EXERCISE DETAILS | Down to the last character, write out the records below.

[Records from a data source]
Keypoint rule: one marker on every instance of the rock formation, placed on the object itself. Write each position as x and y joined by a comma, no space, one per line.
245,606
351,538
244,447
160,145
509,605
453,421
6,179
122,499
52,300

ANSWER TO THIS TASK |
Keypoint rule: one marker on every instance of the rock formation, placed on the object itself. Write each position as x and y joined by a comma, no space, one per line.
245,606
351,538
244,447
160,145
509,605
453,421
6,179
122,499
52,300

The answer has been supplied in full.